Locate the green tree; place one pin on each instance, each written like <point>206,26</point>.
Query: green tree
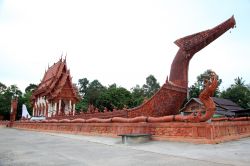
<point>30,88</point>
<point>6,95</point>
<point>238,93</point>
<point>151,86</point>
<point>195,90</point>
<point>83,86</point>
<point>137,96</point>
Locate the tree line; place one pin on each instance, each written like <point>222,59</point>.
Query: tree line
<point>116,97</point>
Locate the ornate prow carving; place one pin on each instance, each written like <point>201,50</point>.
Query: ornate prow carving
<point>196,42</point>
<point>189,45</point>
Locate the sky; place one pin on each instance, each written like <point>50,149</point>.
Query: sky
<point>117,41</point>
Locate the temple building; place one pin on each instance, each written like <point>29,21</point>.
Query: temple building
<point>55,95</point>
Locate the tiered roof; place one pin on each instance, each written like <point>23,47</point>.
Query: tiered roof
<point>57,83</point>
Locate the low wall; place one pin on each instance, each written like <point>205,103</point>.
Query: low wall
<point>214,132</point>
<point>101,115</point>
<point>4,123</point>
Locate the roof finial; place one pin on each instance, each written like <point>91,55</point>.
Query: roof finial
<point>61,56</point>
<point>65,57</point>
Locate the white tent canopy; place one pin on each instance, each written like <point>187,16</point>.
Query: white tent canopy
<point>25,112</point>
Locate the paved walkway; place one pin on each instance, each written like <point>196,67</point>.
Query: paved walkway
<point>26,148</point>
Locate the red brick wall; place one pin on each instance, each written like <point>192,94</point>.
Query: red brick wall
<point>214,132</point>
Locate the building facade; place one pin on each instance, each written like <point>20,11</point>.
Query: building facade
<point>55,95</point>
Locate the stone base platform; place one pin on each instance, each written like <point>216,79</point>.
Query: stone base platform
<point>209,133</point>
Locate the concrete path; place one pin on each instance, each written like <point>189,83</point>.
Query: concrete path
<point>26,148</point>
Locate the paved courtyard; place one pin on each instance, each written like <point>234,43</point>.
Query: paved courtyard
<point>26,148</point>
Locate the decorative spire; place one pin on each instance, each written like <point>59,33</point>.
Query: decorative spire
<point>61,56</point>
<point>65,58</point>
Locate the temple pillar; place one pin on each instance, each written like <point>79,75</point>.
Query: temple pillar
<point>55,106</point>
<point>46,110</point>
<point>49,110</point>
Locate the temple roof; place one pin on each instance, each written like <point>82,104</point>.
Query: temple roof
<point>55,80</point>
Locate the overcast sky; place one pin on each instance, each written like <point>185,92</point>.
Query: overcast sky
<point>119,41</point>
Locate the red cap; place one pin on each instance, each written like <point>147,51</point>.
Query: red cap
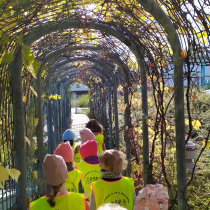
<point>89,148</point>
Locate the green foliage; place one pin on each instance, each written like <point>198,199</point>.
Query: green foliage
<point>83,101</point>
<point>8,57</point>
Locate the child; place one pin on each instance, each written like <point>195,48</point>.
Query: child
<point>73,181</point>
<point>97,129</point>
<point>90,165</point>
<point>77,156</point>
<point>55,173</point>
<point>69,135</point>
<point>86,134</point>
<point>112,187</point>
<point>152,197</point>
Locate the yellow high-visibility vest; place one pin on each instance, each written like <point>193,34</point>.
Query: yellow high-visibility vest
<point>120,192</point>
<point>100,139</point>
<point>91,174</point>
<point>72,181</point>
<point>68,201</point>
<point>77,158</point>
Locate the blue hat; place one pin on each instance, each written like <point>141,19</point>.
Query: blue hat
<point>68,135</point>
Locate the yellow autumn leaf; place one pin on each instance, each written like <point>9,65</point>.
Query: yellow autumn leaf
<point>187,122</point>
<point>195,98</point>
<point>14,173</point>
<point>196,124</point>
<point>4,176</point>
<point>168,127</point>
<point>24,99</point>
<point>27,141</point>
<point>208,144</point>
<point>36,120</point>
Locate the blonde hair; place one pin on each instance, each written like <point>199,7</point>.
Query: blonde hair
<point>111,206</point>
<point>114,160</point>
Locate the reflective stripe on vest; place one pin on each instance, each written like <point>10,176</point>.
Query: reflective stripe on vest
<point>69,201</point>
<point>99,139</point>
<point>120,192</point>
<point>91,174</point>
<point>72,181</point>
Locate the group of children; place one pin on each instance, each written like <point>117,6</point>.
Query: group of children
<point>88,178</point>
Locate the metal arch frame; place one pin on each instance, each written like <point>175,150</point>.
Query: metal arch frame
<point>177,101</point>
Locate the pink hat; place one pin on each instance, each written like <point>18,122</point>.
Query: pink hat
<point>89,148</point>
<point>86,134</point>
<point>154,197</point>
<point>65,150</point>
<point>54,170</point>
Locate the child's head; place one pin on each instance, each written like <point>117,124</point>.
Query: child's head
= = = = = = =
**Task instructions**.
Reproduce the data above, swapping every "Locate" for "Find" and changing nothing else, and leave the pictures out.

**Task solution**.
Find the green tree; place one pin on each instance, each written like <point>206,26</point>.
Query: green tree
<point>30,88</point>
<point>6,95</point>
<point>238,93</point>
<point>151,86</point>
<point>195,90</point>
<point>83,86</point>
<point>137,96</point>
Find the tree line; place one pin on each instance, each written like <point>222,59</point>.
Query: tree line
<point>116,97</point>
Find the ornate prow carving; place one pin on each instance, each written like <point>201,50</point>.
Query: ornate prow carving
<point>196,42</point>
<point>189,45</point>
Find the sky; place one pin on each instance, each written like <point>50,149</point>.
Query: sky
<point>117,41</point>
Find the temple building; place one pin on each instance, each written like <point>29,21</point>.
Query: temple building
<point>55,95</point>
Find the tiered roof; place one pin on each instance, each written like <point>23,47</point>.
Query: tiered roof
<point>57,83</point>
Find the low wall; place one pin on each instance, each written like <point>205,103</point>.
Query: low wall
<point>214,132</point>
<point>101,115</point>
<point>4,123</point>
Find the roof finial; place one pin on each instance, each written like <point>91,55</point>.
Query: roof finial
<point>61,56</point>
<point>65,57</point>
Find the white tent canopy; place one pin on each instance, each written like <point>187,16</point>.
Query: white tent canopy
<point>25,112</point>
Find the paved walkway; place one pin on each instance, each written like <point>196,67</point>.
Query: paved walkway
<point>26,148</point>
Find the red brick wall; place one pin on each instance, each written like <point>192,94</point>.
Query: red brick wall
<point>214,132</point>
Find the building facade; place one pin on each instance, each written like <point>20,11</point>.
Query: building facade
<point>55,95</point>
Find the stone base platform; place one pin on each instance, each written like <point>216,79</point>.
Query: stone base platform
<point>209,133</point>
Find the concrete path; place one pin on each instance, each written like <point>189,83</point>.
Query: concrete path
<point>26,148</point>
Find the paved courtyard; place one pin on each instance, each written like <point>234,43</point>.
Query: paved courtyard
<point>26,148</point>
Find the decorative spire; place one pin on each instance, each written like <point>59,33</point>.
Query: decorative spire
<point>61,56</point>
<point>65,58</point>
Find the temple pillar; place one pin on each instance, each written like <point>79,75</point>.
Query: temple pillar
<point>55,106</point>
<point>46,110</point>
<point>49,110</point>
Find the temple roof; place one pin on each instance, each written like <point>82,104</point>.
Query: temple roof
<point>55,80</point>
Find the overcast sky; place one pin on each instance, each written like <point>185,92</point>.
Query: overcast sky
<point>119,41</point>
Find the red cap; place one pin on each instance, each written like <point>147,51</point>.
Query: red cap
<point>89,148</point>
Find the green foliage; place one pin on each instance, each written like <point>198,199</point>.
Query: green foliage
<point>83,101</point>
<point>8,57</point>
Find the child; place one pin on each instance, each written like <point>195,48</point>.
Query: child
<point>73,181</point>
<point>97,129</point>
<point>90,165</point>
<point>77,156</point>
<point>55,173</point>
<point>69,135</point>
<point>86,134</point>
<point>112,187</point>
<point>152,197</point>
Find the yellow high-visibility vest; place one pin on each instance, each written like <point>193,34</point>.
Query: yellow high-visibility vest
<point>120,192</point>
<point>100,139</point>
<point>91,174</point>
<point>72,181</point>
<point>68,201</point>
<point>77,158</point>
Find the blue hat; place one pin on each instance, each written like <point>141,19</point>.
Query: blue hat
<point>68,135</point>
Find the yellow autumn leaf; place one pin on each instance, each written like <point>9,65</point>.
Query: yellow autumn leaf
<point>187,122</point>
<point>195,98</point>
<point>14,173</point>
<point>196,124</point>
<point>4,176</point>
<point>168,127</point>
<point>24,99</point>
<point>27,141</point>
<point>208,144</point>
<point>36,120</point>
Find the blonde hair; place one pin on each instance, each written like <point>199,7</point>.
Query: blonde hair
<point>111,206</point>
<point>114,160</point>
Find the reflective stripe on vest; place one pin on each instance, each written like <point>10,176</point>.
Query: reflective stripe on vest
<point>69,201</point>
<point>99,139</point>
<point>120,192</point>
<point>91,174</point>
<point>72,181</point>
Find the group of children; place one pin on each instance, each written like <point>117,6</point>.
Query: group of children
<point>88,178</point>
Find the metal arch frame; place one pin on each instance, each written like <point>175,150</point>.
Query: metal arch frame
<point>177,101</point>
Find the pink hat; place one pin on each instance, each written like <point>18,122</point>.
Query: pink hat
<point>89,148</point>
<point>86,134</point>
<point>154,197</point>
<point>65,150</point>
<point>54,170</point>
Find the child's head; place one pin on each instance, each written like <point>117,124</point>.
Query: child's head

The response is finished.